THE EXERCISE: Reproduce the rows below without any change, starting at the line that contains "For the sign reading go" and ending with the last of the rows.

(Excerpts of location labeling data)

>> Begin

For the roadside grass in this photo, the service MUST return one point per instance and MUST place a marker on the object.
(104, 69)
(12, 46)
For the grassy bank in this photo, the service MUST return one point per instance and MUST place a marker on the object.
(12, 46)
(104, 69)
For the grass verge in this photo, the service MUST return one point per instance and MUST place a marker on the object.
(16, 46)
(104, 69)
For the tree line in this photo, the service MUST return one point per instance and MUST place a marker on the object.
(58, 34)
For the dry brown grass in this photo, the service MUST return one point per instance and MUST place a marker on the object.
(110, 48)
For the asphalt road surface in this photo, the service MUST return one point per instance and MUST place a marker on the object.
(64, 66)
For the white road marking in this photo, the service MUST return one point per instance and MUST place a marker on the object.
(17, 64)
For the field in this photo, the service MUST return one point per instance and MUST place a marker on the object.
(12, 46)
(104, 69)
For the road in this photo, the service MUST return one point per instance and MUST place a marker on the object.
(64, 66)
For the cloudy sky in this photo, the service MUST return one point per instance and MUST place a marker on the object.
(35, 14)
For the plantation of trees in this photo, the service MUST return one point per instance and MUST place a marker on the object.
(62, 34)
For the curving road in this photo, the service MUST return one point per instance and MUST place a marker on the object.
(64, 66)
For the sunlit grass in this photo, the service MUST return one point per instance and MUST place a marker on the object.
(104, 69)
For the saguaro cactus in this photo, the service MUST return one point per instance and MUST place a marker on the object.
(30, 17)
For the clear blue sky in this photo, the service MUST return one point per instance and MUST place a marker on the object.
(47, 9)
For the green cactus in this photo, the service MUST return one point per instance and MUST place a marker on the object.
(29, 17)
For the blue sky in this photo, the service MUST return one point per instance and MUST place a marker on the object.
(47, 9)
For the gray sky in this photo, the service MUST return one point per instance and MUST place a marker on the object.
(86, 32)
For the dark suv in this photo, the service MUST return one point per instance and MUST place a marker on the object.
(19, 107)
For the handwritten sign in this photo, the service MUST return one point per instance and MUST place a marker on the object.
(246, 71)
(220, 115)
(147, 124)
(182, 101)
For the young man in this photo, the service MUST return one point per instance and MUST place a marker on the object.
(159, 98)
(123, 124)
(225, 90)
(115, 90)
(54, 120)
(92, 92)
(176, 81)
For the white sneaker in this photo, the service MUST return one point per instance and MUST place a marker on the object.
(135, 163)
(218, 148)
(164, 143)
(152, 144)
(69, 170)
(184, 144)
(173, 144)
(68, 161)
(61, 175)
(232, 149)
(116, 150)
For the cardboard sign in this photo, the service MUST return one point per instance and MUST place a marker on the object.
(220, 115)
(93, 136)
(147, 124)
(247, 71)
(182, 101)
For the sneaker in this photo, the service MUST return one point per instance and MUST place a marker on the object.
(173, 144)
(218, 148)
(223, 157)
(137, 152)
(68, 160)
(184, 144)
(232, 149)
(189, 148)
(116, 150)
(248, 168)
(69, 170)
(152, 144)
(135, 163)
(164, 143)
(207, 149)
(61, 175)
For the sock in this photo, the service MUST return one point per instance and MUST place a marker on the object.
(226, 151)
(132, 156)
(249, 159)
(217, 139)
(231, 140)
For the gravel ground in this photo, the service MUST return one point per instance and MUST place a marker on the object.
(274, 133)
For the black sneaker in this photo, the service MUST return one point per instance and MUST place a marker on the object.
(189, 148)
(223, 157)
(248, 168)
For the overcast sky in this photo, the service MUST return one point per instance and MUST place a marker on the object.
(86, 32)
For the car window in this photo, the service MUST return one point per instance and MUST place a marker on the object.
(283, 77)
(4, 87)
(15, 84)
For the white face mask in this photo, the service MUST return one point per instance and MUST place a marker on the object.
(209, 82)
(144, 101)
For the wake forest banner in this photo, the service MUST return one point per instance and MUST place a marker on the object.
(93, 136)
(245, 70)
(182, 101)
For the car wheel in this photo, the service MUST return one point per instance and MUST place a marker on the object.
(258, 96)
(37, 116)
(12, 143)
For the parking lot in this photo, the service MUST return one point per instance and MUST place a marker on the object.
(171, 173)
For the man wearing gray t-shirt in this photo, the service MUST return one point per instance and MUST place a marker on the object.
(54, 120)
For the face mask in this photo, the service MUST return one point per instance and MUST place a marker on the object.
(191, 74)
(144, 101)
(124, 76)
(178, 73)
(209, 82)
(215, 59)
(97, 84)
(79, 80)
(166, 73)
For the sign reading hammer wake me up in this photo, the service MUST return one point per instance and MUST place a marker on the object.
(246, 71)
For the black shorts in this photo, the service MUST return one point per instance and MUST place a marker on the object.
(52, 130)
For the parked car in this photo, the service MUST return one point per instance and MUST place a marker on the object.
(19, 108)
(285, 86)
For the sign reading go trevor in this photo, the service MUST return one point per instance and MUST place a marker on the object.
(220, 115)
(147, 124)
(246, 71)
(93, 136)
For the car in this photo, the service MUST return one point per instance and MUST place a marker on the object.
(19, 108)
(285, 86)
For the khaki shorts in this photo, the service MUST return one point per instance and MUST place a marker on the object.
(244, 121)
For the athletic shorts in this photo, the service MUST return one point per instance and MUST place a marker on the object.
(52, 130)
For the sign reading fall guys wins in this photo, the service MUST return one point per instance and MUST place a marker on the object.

>> End

ANSWER TO THIS PROBLEM:
For the sign reading go trevor in this photo, the service MUST return one point per instance and MUST place a marker on the object.
(220, 115)
(147, 124)
(246, 71)
(93, 136)
For the car in this photo, the service MUST return one point per instance and MUST place a marker on the object.
(19, 108)
(285, 86)
For the khaki shorts in this photo, the service MUST return one point per instance and MUST place a marker on the object.
(244, 121)
For the athletic shorts in this photo, the service MUST return one point per instance and MUST place a marker on the object.
(52, 130)
For the sign reading fall guys wins in this photo, the service MUST return one point per instance and MUST place a marker on the object.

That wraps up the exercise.